→ **The request**
Copy down all of the data underneath, exactly as shown.

=-=-=-=-=

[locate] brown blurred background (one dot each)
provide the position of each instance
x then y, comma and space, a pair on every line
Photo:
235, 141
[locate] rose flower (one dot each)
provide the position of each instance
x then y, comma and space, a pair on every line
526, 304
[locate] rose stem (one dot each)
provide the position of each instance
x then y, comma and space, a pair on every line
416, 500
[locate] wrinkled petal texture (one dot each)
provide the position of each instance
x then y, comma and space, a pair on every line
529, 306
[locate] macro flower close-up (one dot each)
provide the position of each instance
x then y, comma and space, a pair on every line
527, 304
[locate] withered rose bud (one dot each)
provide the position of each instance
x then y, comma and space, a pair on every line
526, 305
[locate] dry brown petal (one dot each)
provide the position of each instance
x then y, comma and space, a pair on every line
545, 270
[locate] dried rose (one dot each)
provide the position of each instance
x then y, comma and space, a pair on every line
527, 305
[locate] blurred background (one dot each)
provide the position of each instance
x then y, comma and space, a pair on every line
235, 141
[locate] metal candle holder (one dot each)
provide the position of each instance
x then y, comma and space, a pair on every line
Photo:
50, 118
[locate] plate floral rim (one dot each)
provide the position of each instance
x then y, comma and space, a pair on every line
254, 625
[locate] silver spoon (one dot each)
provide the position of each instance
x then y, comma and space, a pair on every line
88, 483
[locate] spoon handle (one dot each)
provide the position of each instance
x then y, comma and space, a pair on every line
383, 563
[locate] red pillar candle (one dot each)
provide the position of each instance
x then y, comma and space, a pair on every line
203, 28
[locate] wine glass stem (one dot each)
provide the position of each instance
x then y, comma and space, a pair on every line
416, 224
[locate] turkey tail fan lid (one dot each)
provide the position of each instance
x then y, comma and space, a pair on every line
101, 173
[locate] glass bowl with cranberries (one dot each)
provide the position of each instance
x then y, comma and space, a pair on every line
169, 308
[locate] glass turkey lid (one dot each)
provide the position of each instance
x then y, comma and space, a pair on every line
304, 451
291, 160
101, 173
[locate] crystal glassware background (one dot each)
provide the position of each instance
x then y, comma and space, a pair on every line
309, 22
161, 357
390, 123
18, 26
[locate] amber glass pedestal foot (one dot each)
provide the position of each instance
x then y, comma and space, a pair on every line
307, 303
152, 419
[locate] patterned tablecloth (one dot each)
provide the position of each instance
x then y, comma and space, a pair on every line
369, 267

=-=-=-=-=

→ **Answer**
[locate] brown blurred background (one dot each)
provide the position of each instance
x then y, comma and space, a pair on every line
Photo:
235, 141
[locate] rose flower (one dot each)
provide the position of each instance
x then y, comma and space, a pair on every line
526, 304
[locate] rose stem (one dot each)
provide the position of each instance
x then y, comma and space, a pair on every line
416, 500
[locate] wrinkled petal texture (one dot each)
provide the position of each instance
x then y, comma and space, a pair on every line
529, 306
[locate] macro flower close-up (one dot each)
provide the position of each instance
x then y, comma and space, a pair on every line
527, 304
[locate] withered rose bud (one dot each)
provide the position of each instance
x then y, comma and space, a pair on every line
526, 305
[locate] dry brown petal (one dot each)
provide the position of each instance
x then y, comma and space, a pair on every line
545, 270
[locate] dried rose (one dot each)
provide the position of each instance
x then y, comma and space, a pair on every line
527, 305
[locate] blurred background (one dot each)
provide the position of each instance
x then y, comma and space, a pair on every line
235, 141
[locate] metal candle holder (one dot each)
provide the position of each instance
x then y, comma and space, a pair on every line
Photo:
50, 118
[locate] plate floral rim (one dot each)
provide the position of each instance
x then y, comma and space, a pair on every line
254, 625
[locate] silver spoon (one dot each)
provide the position of each instance
x then y, comma and space, a pair on every line
88, 483
[locate] spoon handle (one dot each)
provide the position of each instance
x then y, comma and space, a pair on every line
383, 563
[locate] red pillar candle (one dot each)
provide the position of each instance
x then y, comma and space, a pair on every line
203, 28
[locate] wine glass stem (one dot each)
provide the position of each instance
x then y, comma and space, a pair on every line
416, 224
[locate] turkey tail fan lid (one dot each)
provide the position of each instance
x then y, comma and space, a pair on every line
101, 173
[locate] glass bowl with cranberries (one dot each)
provide the position of each instance
x then y, comma and space, a pair on every line
169, 308
[locate] glass turkey lid (one dot each)
provide the position of each instance
x then y, comma and space, a pair on every line
304, 451
291, 160
101, 173
[locate] crystal glassware background (one dot each)
provide the position of each instance
x then y, comma and space, a pair on every line
309, 22
161, 357
390, 123
18, 26
[locate] amber glass pedestal foot (one dot each)
provide the position of each instance
x then y, comma and space, a pair on every line
307, 303
152, 419
[locate] patterned tablecloth (one dot each)
provide the position of each instance
x then y, comma and space, a pair on every line
369, 267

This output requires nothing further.